▽

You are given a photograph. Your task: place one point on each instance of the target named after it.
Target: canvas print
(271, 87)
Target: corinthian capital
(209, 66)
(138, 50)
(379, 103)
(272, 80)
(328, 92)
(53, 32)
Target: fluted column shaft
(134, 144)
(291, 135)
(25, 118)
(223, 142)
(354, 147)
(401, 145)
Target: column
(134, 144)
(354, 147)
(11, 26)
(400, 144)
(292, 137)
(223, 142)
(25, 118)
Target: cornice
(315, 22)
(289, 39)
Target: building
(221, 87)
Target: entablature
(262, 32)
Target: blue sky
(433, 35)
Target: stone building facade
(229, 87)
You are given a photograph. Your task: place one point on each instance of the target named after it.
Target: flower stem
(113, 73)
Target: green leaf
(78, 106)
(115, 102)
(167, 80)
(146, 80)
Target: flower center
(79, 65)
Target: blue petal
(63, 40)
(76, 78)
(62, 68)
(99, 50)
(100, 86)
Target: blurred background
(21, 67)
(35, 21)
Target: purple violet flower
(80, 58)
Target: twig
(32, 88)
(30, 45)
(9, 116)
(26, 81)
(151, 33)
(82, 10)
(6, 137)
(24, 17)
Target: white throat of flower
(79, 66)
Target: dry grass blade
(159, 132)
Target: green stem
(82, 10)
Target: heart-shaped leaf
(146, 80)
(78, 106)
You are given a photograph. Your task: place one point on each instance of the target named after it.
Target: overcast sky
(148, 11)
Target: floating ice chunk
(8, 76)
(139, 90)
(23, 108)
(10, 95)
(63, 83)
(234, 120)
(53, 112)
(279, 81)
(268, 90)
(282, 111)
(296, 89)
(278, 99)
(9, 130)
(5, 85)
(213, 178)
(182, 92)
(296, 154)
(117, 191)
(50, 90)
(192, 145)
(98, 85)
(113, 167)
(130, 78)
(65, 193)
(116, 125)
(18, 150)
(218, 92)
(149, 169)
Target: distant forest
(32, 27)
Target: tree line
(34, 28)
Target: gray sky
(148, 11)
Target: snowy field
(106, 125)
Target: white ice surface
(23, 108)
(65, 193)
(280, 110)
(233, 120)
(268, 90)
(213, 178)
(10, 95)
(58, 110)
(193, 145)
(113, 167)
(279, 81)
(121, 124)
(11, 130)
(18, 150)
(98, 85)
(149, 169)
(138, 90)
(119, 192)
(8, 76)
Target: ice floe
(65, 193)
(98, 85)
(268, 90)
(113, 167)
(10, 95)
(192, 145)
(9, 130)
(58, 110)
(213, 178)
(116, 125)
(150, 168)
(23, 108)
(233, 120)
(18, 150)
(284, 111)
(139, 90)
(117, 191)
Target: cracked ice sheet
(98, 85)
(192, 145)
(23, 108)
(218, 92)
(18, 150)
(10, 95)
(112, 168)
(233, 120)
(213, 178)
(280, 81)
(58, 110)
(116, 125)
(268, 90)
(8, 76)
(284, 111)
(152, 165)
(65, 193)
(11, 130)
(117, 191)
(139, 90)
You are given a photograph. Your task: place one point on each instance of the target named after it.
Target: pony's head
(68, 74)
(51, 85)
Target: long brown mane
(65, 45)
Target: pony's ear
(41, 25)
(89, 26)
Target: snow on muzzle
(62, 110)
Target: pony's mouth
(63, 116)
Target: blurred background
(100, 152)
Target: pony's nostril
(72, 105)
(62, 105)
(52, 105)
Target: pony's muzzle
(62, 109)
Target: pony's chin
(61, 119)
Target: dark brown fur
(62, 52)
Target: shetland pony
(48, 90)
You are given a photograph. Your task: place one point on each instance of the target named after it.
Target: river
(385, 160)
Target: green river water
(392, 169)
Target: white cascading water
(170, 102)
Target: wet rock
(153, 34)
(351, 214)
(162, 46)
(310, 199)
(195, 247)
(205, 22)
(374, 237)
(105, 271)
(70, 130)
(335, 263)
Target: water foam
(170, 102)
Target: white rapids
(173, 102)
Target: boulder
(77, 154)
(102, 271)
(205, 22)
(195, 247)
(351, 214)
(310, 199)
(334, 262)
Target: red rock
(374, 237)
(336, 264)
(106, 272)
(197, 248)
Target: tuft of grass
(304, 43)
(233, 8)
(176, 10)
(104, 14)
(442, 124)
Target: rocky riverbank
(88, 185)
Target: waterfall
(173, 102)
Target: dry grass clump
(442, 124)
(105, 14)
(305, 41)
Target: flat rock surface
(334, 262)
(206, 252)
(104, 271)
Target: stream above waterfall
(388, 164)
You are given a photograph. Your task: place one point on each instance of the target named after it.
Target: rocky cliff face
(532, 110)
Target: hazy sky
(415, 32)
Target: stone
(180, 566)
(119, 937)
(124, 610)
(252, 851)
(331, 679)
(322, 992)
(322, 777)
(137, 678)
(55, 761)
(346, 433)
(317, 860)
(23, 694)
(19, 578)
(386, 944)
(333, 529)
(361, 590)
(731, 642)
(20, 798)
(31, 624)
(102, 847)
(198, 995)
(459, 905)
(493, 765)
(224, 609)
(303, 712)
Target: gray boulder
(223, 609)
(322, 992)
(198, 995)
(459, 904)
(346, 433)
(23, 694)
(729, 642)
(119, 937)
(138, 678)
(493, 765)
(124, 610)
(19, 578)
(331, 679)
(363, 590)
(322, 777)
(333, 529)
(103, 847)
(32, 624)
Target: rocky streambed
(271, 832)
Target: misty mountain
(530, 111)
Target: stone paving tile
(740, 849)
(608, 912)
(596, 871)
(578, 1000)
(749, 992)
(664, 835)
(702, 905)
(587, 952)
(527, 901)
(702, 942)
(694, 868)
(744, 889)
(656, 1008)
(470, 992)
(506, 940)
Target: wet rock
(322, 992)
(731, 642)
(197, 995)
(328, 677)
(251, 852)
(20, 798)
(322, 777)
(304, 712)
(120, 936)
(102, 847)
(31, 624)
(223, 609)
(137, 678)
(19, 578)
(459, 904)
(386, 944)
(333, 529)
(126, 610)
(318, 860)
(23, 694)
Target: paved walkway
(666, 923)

△

ASSIGNMENT: All entries should be restated word for word.

REPLY:
You are given a photograph. Your task: place one point on each instance of the target named after it.
Target: canvas print
(271, 87)
Target: corinthian capital
(209, 66)
(138, 50)
(379, 103)
(272, 80)
(328, 92)
(53, 32)
Target: fluted column shaft
(134, 144)
(291, 135)
(25, 118)
(223, 142)
(354, 147)
(401, 145)
Target: column
(134, 144)
(354, 147)
(11, 26)
(400, 144)
(292, 137)
(223, 142)
(25, 118)
Target: cornice
(315, 22)
(289, 39)
Target: building
(221, 87)
Target: entablature
(262, 32)
Target: blue sky
(433, 35)
Target: stone building facade
(229, 87)
You are given a photograph. Your task: place one point on each instance of the target named after it.
Target: flower stem
(113, 73)
Target: green leaf
(78, 106)
(115, 102)
(167, 80)
(146, 80)
Target: flower center
(79, 65)
Target: blue petal
(63, 40)
(76, 78)
(62, 68)
(99, 50)
(100, 86)
Target: blurred background
(21, 67)
(35, 21)
Target: purple violet flower
(80, 58)
Target: twig
(32, 88)
(30, 45)
(9, 116)
(26, 81)
(151, 33)
(82, 10)
(6, 137)
(24, 17)
Target: white throat of flower
(79, 66)
Target: dry grass blade
(159, 132)
Target: green stem
(82, 10)
Target: heart-shaped leaf
(146, 80)
(78, 106)
You are given a photograph. Your task: place one point on each instance of the target named after it.
Target: overcast sky
(148, 11)
Target: floating ice chunk
(8, 76)
(139, 90)
(23, 108)
(10, 95)
(63, 83)
(234, 120)
(53, 112)
(279, 81)
(268, 90)
(282, 111)
(296, 89)
(278, 99)
(9, 130)
(5, 85)
(213, 178)
(182, 92)
(296, 154)
(117, 191)
(50, 90)
(192, 145)
(98, 85)
(113, 167)
(130, 78)
(65, 193)
(116, 125)
(18, 150)
(218, 92)
(149, 169)
Target: distant forest
(32, 27)
Target: tree line
(34, 28)
Target: gray sky
(148, 11)
Target: snowy field
(106, 125)
Target: white ice surface
(23, 108)
(65, 193)
(280, 110)
(233, 120)
(268, 90)
(213, 178)
(10, 95)
(58, 110)
(193, 145)
(113, 167)
(279, 81)
(121, 124)
(11, 130)
(18, 150)
(98, 85)
(149, 169)
(138, 90)
(119, 192)
(8, 76)
Target: ice floe
(65, 193)
(98, 85)
(268, 90)
(113, 167)
(10, 95)
(192, 145)
(9, 130)
(58, 110)
(213, 178)
(116, 125)
(150, 168)
(23, 108)
(233, 120)
(18, 150)
(284, 111)
(139, 90)
(117, 191)
Target: cracked ice sheet
(98, 85)
(192, 145)
(23, 108)
(218, 92)
(18, 150)
(10, 95)
(112, 168)
(233, 120)
(213, 178)
(280, 81)
(58, 110)
(116, 125)
(268, 90)
(8, 76)
(284, 111)
(152, 165)
(65, 193)
(11, 130)
(117, 191)
(139, 90)
You are given a photograph. Your task: place one point on each instance of the target named after it.
Target: pony's head
(68, 74)
(51, 85)
Target: long brown mane
(65, 45)
Target: pony's ear
(41, 25)
(89, 26)
Target: snow on muzzle
(62, 110)
Target: pony's mouth
(63, 116)
Target: blurred background
(100, 152)
Target: pony's nostril
(72, 105)
(62, 105)
(52, 105)
Target: pony's muzzle
(62, 109)
Target: pony's chin
(61, 119)
Target: dark brown fur
(62, 52)
Target: shetland pony
(48, 90)
You are given a photograph. Your task: place one point on each instance of the target named after it.
Target: river
(385, 160)
Target: green river water
(392, 169)
Target: white cascading water
(170, 102)
Target: wet rock
(153, 34)
(351, 214)
(162, 46)
(310, 199)
(195, 247)
(205, 22)
(374, 237)
(105, 271)
(70, 130)
(335, 263)
Target: water foam
(170, 102)
Target: white rapids
(173, 102)
Target: boulder
(77, 154)
(102, 271)
(205, 22)
(195, 247)
(351, 214)
(310, 199)
(334, 262)
Target: red rock
(374, 237)
(336, 264)
(106, 272)
(197, 248)
Target: tuft of grass
(304, 43)
(233, 8)
(176, 10)
(104, 14)
(442, 124)
Target: rocky riverbank
(88, 185)
Target: waterfall
(173, 102)
Target: dry grass clump
(442, 124)
(105, 14)
(305, 41)
Target: flat rock surface
(334, 262)
(206, 252)
(104, 271)
Target: stream above waterfall
(388, 164)
You are given a photograph. Your task: place one point on each instance of the target named after it.
Target: rocky cliff face
(532, 110)
Target: hazy sky
(415, 32)
Target: stone
(180, 566)
(119, 937)
(124, 610)
(252, 851)
(331, 679)
(322, 992)
(322, 777)
(137, 678)
(55, 761)
(346, 433)
(317, 860)
(23, 694)
(19, 578)
(386, 944)
(333, 529)
(361, 590)
(731, 642)
(20, 798)
(31, 624)
(102, 847)
(198, 995)
(459, 905)
(493, 765)
(224, 609)
(303, 712)
Target: gray boulder
(223, 609)
(322, 992)
(198, 995)
(459, 904)
(346, 433)
(23, 694)
(729, 642)
(119, 937)
(138, 678)
(493, 765)
(124, 610)
(19, 578)
(331, 679)
(363, 590)
(322, 777)
(333, 529)
(103, 847)
(32, 624)
Target: rocky streambed
(271, 832)
Target: misty mountain
(530, 111)
Target: stone paving tile
(740, 849)
(608, 912)
(596, 871)
(578, 1000)
(749, 992)
(664, 835)
(702, 905)
(587, 952)
(527, 901)
(702, 942)
(694, 868)
(744, 889)
(656, 1008)
(470, 992)
(506, 940)
Target: wet rock
(322, 992)
(731, 642)
(197, 995)
(328, 677)
(251, 852)
(20, 798)
(322, 777)
(304, 712)
(120, 936)
(102, 847)
(31, 624)
(223, 609)
(137, 678)
(19, 578)
(459, 904)
(386, 944)
(333, 529)
(126, 610)
(318, 860)
(23, 694)
Target: paved walkway
(666, 923)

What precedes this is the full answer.